PASSAGE SHOWN:
========================================
According to this scenario, it is assumed that no massive galaxies
existed in the young universe.
However, this view may now have to be revised. Using the multi-
mode FORS2 instrument on the Very Large Telescope at Paranal,
a team of Italian astronomers [2] have identified four remote
galaxies, several times more massive than the Milky Way galaxy,
or as massive as the heaviest galaxies in the present-day
universe. Those galaxies must have formed when the Universe
was only about 2,000 million years old, that is some 12,000 million
years ago.
The newly discovered objects may be members of a population of
old massive galaxies undetected until now.
The existence of such systems shows that the build-up of massive
elliptical galaxies was much faster in the early Universe than
expected from current theory.
PR Photo 21a/04: Small Part of the K20 Field Showing the z=1.9
Elliptical Galaxy (ACS/HST).
PR Photo 21b/04: Averaged Spectrum of Old Galaxies
(FORS2/VLT).
Hierarchical merging
Galaxies are like islands in the Universe, made of stars as well as
dust and gas clouds. They come in different sizes and shapes.
Astronomers generally distinguish between spiral galaxies -- like
our own Milky Way, NGC 1232 or the famous Andromeda galaxy --
and elliptical galaxies, the latter mostly containing old stars and
having very little dust or gas. Some galaxies are intermediate
between spirals and ellipticals and are referred to as lenticular or
spheroidal galaxies.
Galaxies are not only distinct in shape, they also vary in size: some
may be as "light" as a stellar globular cluster in our Milky Way (i.e.
they contain about the equivalent of a few million Suns) while
others may be more massive than a million million Suns. Presently,
more than half of the stars in the Universe are located in massive
spheroidal galaxies.
One of the main open questions of modern astrophysics and
cosmology is how and when galaxies formed and evolved starting
from the primordial gas that filled the early Universe. In the most
popular current theory, galaxies in the local Universe are the result
of a relatively slow process where small and less massive galaxies
merge to gradually build up bigger and more massive galaxies. In
this scenario, dubbed "hierarchical merging", the young Universe
was populated by small galaxies with little mass, whereas the
present Universe contains large, old and massive galaxies -- the
very last to form in the final stage of a slow assembling process.
If this scenario were true, then one should not be able to find
massive elliptical galaxies in the young universe. Or, in other
words, due to the finite speed of light, there should be no such
massive galaxies very far from us. And indeed, until now no old
elliptical galaxy was known beyond a radio-galaxy at redshift 1.55
[3] that was discovered almost ten years ago.
========================================
RECORDED DATA:
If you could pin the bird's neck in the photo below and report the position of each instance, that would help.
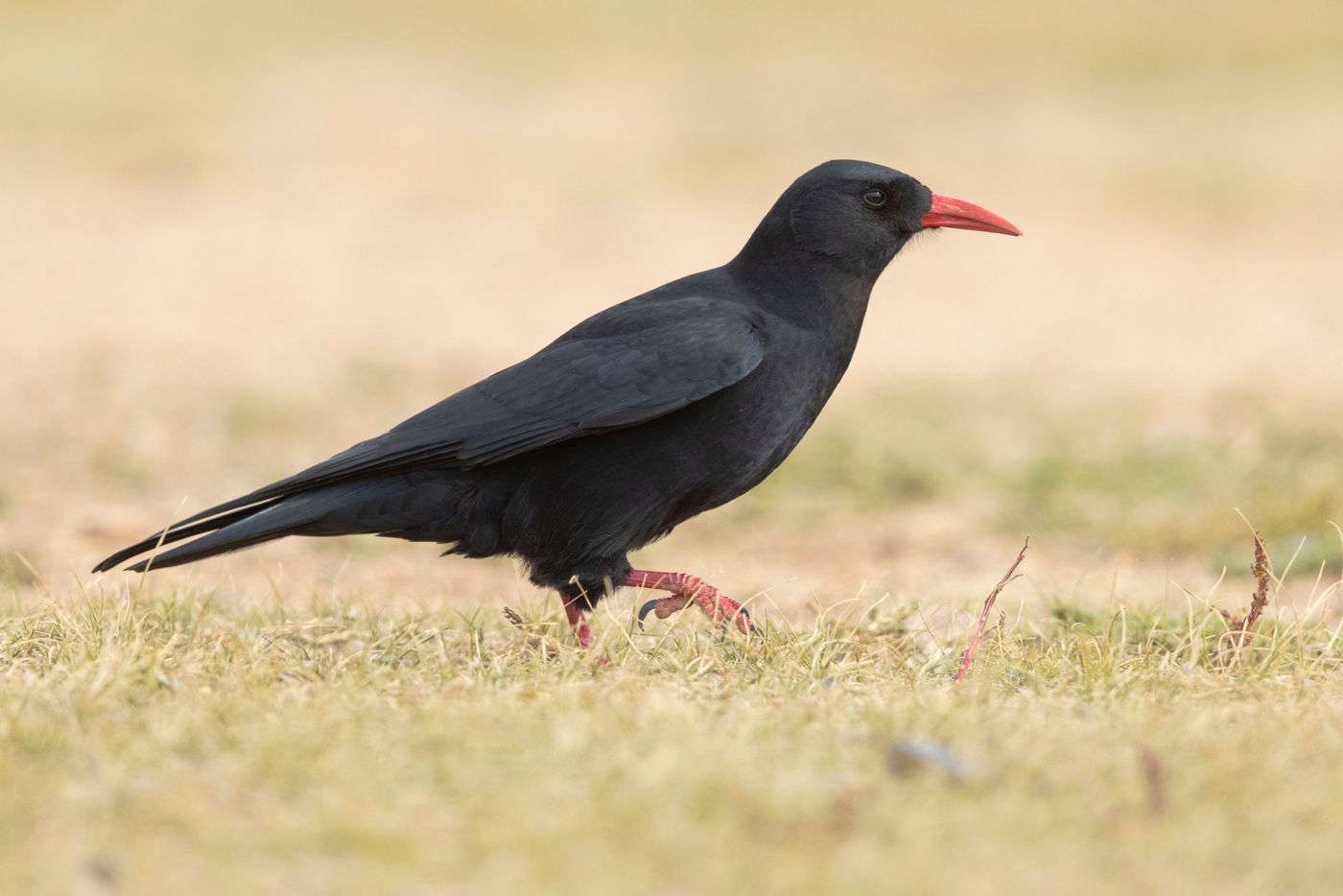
(808, 289)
========================================
WHAT IS REQUIRED:
In the passage on early massive galaxies, what instrument did the team of Italian astronomers use to identify the four remote galaxies?

COMPLETED TASK:
The multi-mode FORS2 instrument on the Very Large Telescope at Paranal.